• **Problem to solve**:
Beginning at the line that contains "of the construction" and ending at the last line of the records below, retype each line exactly and add nothing.

Records excerpted from a collection:
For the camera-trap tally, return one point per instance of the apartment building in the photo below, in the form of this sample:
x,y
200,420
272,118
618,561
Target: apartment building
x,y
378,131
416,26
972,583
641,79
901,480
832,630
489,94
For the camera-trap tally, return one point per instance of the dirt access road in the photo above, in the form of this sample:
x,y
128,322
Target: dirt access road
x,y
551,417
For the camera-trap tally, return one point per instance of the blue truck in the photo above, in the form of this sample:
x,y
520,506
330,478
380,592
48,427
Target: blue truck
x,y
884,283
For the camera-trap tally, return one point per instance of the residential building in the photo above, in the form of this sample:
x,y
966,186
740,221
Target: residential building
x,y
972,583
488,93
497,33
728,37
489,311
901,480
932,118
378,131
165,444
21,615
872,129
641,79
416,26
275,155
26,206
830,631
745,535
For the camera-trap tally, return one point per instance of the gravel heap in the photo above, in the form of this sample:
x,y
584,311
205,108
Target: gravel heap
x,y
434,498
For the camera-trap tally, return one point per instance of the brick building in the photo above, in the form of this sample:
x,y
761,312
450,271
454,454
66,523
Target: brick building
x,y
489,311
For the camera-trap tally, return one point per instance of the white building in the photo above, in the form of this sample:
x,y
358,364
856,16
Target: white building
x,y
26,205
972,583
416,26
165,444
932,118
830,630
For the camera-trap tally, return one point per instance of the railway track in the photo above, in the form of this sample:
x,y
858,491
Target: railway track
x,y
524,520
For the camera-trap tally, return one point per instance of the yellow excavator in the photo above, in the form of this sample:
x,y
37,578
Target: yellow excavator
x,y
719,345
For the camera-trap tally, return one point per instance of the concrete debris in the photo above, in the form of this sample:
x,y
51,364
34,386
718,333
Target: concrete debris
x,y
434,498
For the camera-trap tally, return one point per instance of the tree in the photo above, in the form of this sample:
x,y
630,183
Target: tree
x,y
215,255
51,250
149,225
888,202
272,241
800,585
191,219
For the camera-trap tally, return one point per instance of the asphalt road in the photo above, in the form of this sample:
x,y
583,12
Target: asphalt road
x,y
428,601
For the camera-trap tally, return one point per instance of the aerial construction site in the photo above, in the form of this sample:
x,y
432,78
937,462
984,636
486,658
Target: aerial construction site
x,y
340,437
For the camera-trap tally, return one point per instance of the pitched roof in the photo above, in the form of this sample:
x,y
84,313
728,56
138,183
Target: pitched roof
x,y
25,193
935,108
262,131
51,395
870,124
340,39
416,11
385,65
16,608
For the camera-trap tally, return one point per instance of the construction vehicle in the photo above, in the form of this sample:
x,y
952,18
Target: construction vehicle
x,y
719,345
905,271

• **Solved exercise**:
For the camera-trap tally, return one point per instance of the construction vehicle in the photo above, in the form of this sample:
x,y
952,18
Target: construction vehicle
x,y
719,345
905,271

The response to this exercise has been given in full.